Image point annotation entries
((
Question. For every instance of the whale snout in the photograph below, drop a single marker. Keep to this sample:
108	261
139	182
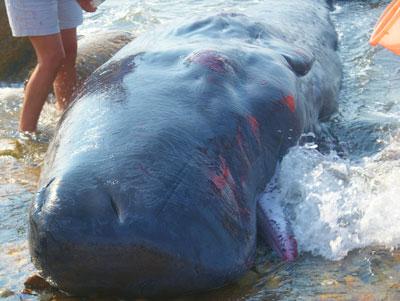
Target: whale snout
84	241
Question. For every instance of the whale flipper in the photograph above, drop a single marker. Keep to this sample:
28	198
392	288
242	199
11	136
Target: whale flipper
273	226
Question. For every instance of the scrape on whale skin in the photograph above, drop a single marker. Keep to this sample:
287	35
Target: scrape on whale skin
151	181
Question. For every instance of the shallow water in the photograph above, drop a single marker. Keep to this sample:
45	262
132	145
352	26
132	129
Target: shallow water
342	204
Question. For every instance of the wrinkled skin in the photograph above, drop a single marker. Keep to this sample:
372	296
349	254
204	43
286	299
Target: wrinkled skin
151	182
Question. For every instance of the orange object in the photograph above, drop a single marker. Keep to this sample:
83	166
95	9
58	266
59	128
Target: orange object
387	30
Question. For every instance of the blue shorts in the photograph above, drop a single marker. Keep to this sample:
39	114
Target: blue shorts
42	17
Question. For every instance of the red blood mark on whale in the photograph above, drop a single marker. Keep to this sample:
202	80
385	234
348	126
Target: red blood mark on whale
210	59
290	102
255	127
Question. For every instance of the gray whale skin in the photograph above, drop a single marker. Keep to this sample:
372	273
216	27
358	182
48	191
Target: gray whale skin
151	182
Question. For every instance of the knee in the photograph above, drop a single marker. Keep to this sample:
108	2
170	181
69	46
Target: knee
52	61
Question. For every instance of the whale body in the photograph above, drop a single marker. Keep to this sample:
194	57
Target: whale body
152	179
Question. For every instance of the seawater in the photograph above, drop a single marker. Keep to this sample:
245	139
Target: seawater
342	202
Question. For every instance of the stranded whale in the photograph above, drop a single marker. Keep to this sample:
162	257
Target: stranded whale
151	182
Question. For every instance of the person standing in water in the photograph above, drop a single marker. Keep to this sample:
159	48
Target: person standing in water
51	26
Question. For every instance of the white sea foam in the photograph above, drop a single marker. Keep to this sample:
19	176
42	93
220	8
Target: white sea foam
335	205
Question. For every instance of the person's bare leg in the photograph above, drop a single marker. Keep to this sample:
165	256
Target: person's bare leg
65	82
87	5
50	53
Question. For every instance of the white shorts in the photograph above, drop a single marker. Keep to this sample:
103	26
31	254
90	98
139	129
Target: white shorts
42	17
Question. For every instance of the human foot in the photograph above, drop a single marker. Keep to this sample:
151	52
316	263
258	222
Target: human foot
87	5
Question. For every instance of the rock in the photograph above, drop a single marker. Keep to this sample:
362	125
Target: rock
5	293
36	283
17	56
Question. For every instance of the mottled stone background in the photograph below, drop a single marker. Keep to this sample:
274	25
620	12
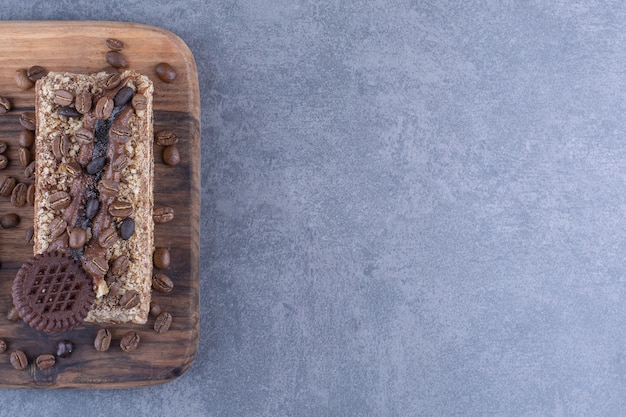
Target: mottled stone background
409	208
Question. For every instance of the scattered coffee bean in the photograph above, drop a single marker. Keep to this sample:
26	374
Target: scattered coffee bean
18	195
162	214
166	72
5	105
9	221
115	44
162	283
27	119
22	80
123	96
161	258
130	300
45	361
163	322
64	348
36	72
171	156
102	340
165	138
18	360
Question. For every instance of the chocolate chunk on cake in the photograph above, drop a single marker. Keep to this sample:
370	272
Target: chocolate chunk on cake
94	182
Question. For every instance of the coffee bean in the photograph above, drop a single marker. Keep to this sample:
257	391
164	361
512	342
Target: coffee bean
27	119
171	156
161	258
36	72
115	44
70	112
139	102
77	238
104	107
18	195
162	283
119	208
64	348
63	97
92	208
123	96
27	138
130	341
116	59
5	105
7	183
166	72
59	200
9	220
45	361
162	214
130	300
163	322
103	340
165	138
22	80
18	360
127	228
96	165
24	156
))
## What the exercise asks
Render every line of the data above as a JSON list of strings, one string per line. Omit blank lines and leave the pictures out.

## Answer
[
  "Question. For every instance of the whale snout in the photograph below, drop a single marker. Keep to this sample:",
  "108\t261",
  "139\t182",
  "Target: whale snout",
  "84\t241",
  "Question. For every instance of the whale flipper in the photograph above, drop a single marker. Keep to this sample:",
  "28\t198",
  "392\t288",
  "242\t199",
  "11\t136",
  "Target: whale flipper",
  "273\t226",
  "Question. For every instance of the scrape on whale skin in the photograph above, drop a single marker. Keep to this sample:",
  "287\t35",
  "Target: scrape on whale skin",
  "151\t181",
  "Question. For every instance of the shallow water in the photograph above, drop a single marker. Keep to this sample:",
  "45\t262",
  "132\t145",
  "352\t26",
  "132\t129",
  "Target: shallow water",
  "342\t204",
  "Question. For every instance of the wrinkled skin in the photograph above, drop a single marker. Keep to this sample:",
  "372\t296",
  "349\t254",
  "204\t43",
  "286\t299",
  "Target: wrinkled skin",
  "151\t182",
  "Question. For every instance of the orange object in the photograph above, drop a single marker. Keep to this sample:",
  "83\t166",
  "95\t9",
  "58\t266",
  "59\t128",
  "Target: orange object",
  "387\t30",
  "Question. For every instance of the blue shorts in the photograph above, drop a single marker. Keep to this sample:",
  "39\t114",
  "Target: blue shorts",
  "42\t17",
  "Question. For every instance of the red blood mark on whale in the photograph above, drop a single marker. Keep to this sample:",
  "202\t80",
  "385\t234",
  "348\t126",
  "Target: red blood mark on whale",
  "210\t59",
  "290\t102",
  "255\t127",
  "Question. For every instance of the gray whale skin in the photograph above, drop a single marker. Keep to this sample:",
  "372\t273",
  "216\t27",
  "358\t182",
  "48\t191",
  "Target: gray whale skin",
  "151\t182",
  "Question. For every instance of the knee in the photograph above, drop a single marker. Keep to this sample:",
  "108\t2",
  "170\t181",
  "69\t46",
  "Target: knee",
  "52\t61",
  "Question. For every instance of the whale body in the photograph above, drop a single marker. Keep to this sample:",
  "194\t57",
  "Target: whale body",
  "152\t179",
  "Question. For every instance of the seawater in the photograph above, drop a single marker. Keep to this sample:",
  "245\t139",
  "Target: seawater",
  "342\t202",
  "Question. For every instance of the stranded whale in the photograph above, drop a single marker. Keep to this sample:",
  "162\t257",
  "Target: stranded whale",
  "151\t182",
  "Question. For every instance of the person standing in water in the photograph above, drop a single marker. Keep to this sample:",
  "159\t48",
  "Target: person standing in water",
  "51\t26",
  "Question. For every instance of the white sea foam in the photograph above, drop a single marker. Keep to this sample:",
  "19\t176",
  "42\t93",
  "220\t8",
  "Target: white sea foam",
  "335\t205",
  "Question. For every instance of the person's bare leg in the photograph above, drop a single marker. Keep to this sample:",
  "165\t256",
  "Target: person's bare leg",
  "65\t82",
  "87\t5",
  "50\t53",
  "Question. For every instance of the white shorts in the photograph above, drop a single marker. Keep to this sample:",
  "103\t26",
  "31\t254",
  "90\t98",
  "139\t129",
  "Target: white shorts",
  "42\t17",
  "Question. For every instance of the human foot in the photograph above, drop a single marker. Keep to this sample:",
  "151\t52",
  "316\t263",
  "258\t222",
  "Target: human foot",
  "87\t5",
  "Question. For every instance of the rock in the photograph above, drop a single marker. Keep to this sample:",
  "362\t125",
  "Target: rock",
  "5\t293",
  "36\t283",
  "17\t56",
  "Question. For every instance of the mottled stone background in the photograph below, drop a single marker. Keep to this sample:",
  "274\t25",
  "620\t12",
  "Target: mottled stone background",
  "409\t208",
  "Question. For every instance of the scattered coffee bean in the photograph above, drop a single marker. Keep to this sample:",
  "26\t374",
  "Target: scattered coffee bean",
  "18\t195",
  "162\t214",
  "166\t72",
  "5\t105",
  "9\t221",
  "115\t44",
  "162\t283",
  "27\t119",
  "22\t80",
  "123\t96",
  "161\t258",
  "130\t300",
  "45\t361",
  "163\t322",
  "64\t348",
  "36\t72",
  "171\t156",
  "102\t340",
  "165\t138",
  "18\t360",
  "Question. For every instance of the chocolate chunk on cake in the photograph above, drop a single marker. Keep to this sample:",
  "370\t272",
  "Target: chocolate chunk on cake",
  "94\t182",
  "Question. For every instance of the coffee bean in the photograph above, drop a single marker. Keep to this sample:",
  "257\t391",
  "164\t361",
  "512\t342",
  "Target: coffee bean",
  "27\t119",
  "171\t156",
  "161\t258",
  "36\t72",
  "115\t44",
  "70\t112",
  "139\t102",
  "77\t238",
  "104\t107",
  "18\t195",
  "162\t283",
  "119\t208",
  "64\t348",
  "63\t97",
  "92\t208",
  "123\t96",
  "27\t138",
  "130\t341",
  "116\t59",
  "5\t105",
  "7\t183",
  "166\t72",
  "59\t200",
  "9\t220",
  "45\t361",
  "162\t214",
  "130\t300",
  "163\t322",
  "103\t340",
  "165\t138",
  "22\t80",
  "18\t360",
  "127\t228",
  "96\t165",
  "24\t156"
]